● DOCUMENT SECTION:
[start]

FULL RECOMMENDATION
SECTION 28(1), ORGANISATION OF WORKING TIME ACT, 1997 PARTIES : CLODAGH O'DWYER MCANENLY & SEAN MCANENLY T/A GRANGE TRANSPORT - AND - MR PAWEL LABIJAK (REPRESENTED BY RICHARD GROGAN & ASSOCIATES) DIVISION : Chairman: Mr Hayes Employer Member: Ms Cryan Worker Member: Mr Shanahan |
1. Appeal of a Rights Commissioners Decision r-117701-wt-11/SR.
BACKGROUND:
2. A Rights Commissioner hearing took place on the 5thMarch 2012, and a Decision was issued on the 16thMarch 2012.
The Worker appealed the Decision of the Rights Commissioner to the Labour Court on the 13thApril 2012 in accordance with Section 28(1) of the Organisation of Working Time Act, 1997.Both sides sought adjournments which the Court granted to allow them to deal with issues that arose during the hearings. A final Labour Court hearing took place on the 17thMay 2013.
DETERMINATION:
This is an appeal under Section 28(1) of the Organisation of Working Time Act 1998 (the Act), by Mr Pawel Labijak (“the Complainant”), against Rights Commissioner Decision no r-117701-wt-11/SR issued under Section 27 (2) of the Act, on the 16 March 2012. The Complainant complained to the Rights Commissioner that his employer Sean McAnenly and Clodagh O’Dwyer McAnenly t/a Grange Transport, (the “Respondents” or, the “Employer”) contravened Sections 11, 12, 14, 15, 17, 19 and 20 of the Act.
The Rights Commissioner conducted an investigation into the complaints and arranged a hearing to give the parties an opportunity to make submissions and present evidence for his consideration. The Complainant did not attend the hearing.
Following the investigation the Rights Commissioner decided that the Complaints were not well founded.
The Complainant appealed to the Court under section 28(1) of the Act against the Decision of the Rights Commissioner.
The case came on for hearing before the Labour Court on the 26thApril 2012. The parties were afforded the opportunity to make additional written and oral submissions to the Court. Final submissions from the parties were received by the Court on the 17thJune 2013.

[end]

Records from a point annotation dataset

[start]

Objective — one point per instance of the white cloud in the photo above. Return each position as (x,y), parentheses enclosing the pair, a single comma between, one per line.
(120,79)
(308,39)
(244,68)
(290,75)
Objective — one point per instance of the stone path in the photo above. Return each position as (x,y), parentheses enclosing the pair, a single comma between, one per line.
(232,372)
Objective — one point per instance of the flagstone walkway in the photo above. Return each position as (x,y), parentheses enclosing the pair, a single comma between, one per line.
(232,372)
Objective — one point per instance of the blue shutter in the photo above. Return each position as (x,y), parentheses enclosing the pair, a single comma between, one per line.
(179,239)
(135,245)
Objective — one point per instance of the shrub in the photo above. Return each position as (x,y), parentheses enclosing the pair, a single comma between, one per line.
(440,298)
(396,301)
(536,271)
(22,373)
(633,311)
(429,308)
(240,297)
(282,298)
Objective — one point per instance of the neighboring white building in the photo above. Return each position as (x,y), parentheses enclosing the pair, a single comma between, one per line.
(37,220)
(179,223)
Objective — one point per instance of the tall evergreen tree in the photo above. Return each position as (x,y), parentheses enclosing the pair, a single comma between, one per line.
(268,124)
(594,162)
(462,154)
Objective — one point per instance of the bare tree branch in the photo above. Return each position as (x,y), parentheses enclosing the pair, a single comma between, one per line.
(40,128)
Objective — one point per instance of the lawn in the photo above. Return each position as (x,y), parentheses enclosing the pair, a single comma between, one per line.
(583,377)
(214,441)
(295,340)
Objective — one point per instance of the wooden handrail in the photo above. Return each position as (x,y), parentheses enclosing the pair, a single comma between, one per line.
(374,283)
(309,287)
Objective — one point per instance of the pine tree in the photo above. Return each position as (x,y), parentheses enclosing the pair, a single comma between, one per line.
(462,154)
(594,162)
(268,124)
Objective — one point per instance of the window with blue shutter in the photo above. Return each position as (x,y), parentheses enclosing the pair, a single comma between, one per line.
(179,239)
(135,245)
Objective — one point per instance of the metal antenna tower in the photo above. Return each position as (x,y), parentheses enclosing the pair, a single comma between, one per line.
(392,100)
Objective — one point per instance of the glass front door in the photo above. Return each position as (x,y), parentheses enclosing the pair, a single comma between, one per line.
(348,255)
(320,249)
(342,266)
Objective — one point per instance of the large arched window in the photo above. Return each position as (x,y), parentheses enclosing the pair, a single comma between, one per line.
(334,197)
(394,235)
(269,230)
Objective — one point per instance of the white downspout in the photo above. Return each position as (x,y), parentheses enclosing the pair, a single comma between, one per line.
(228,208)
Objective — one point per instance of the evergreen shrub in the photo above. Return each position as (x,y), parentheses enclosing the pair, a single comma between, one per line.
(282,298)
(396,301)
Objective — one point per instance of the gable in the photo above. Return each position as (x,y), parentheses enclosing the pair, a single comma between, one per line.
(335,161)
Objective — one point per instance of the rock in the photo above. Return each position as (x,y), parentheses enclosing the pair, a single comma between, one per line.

[end]
[start]

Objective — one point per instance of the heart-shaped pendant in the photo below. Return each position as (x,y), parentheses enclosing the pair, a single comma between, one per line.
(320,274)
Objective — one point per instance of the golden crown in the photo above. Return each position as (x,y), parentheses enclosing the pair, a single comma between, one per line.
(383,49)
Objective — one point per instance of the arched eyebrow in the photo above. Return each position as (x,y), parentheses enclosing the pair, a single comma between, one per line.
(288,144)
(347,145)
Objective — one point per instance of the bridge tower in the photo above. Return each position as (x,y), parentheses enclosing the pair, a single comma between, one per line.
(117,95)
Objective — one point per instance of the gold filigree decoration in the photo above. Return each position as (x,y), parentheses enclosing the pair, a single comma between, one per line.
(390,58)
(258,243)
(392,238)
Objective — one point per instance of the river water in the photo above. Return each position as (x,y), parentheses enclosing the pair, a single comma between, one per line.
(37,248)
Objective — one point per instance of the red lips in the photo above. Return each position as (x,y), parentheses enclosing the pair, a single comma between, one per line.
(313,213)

[end]

● GIVEN INSTRUCTION A: Print the stretch from "The case came" through "the 17thJune 2013." of the Labour Court determination.
● GIVEN INSTRUCTION B: How many lines of the records contain the string "arched"? Reply with the number only.

● WRITTEN ANSWER A:
The case came on for hearing before the Labour Court on the 26thApril 2012. The parties were afforded the opportunity to make additional written and oral submissions to the Court. Final submissions from the parties were received by the Court on the 17thJune 2013.

● WRITTEN ANSWER B: 2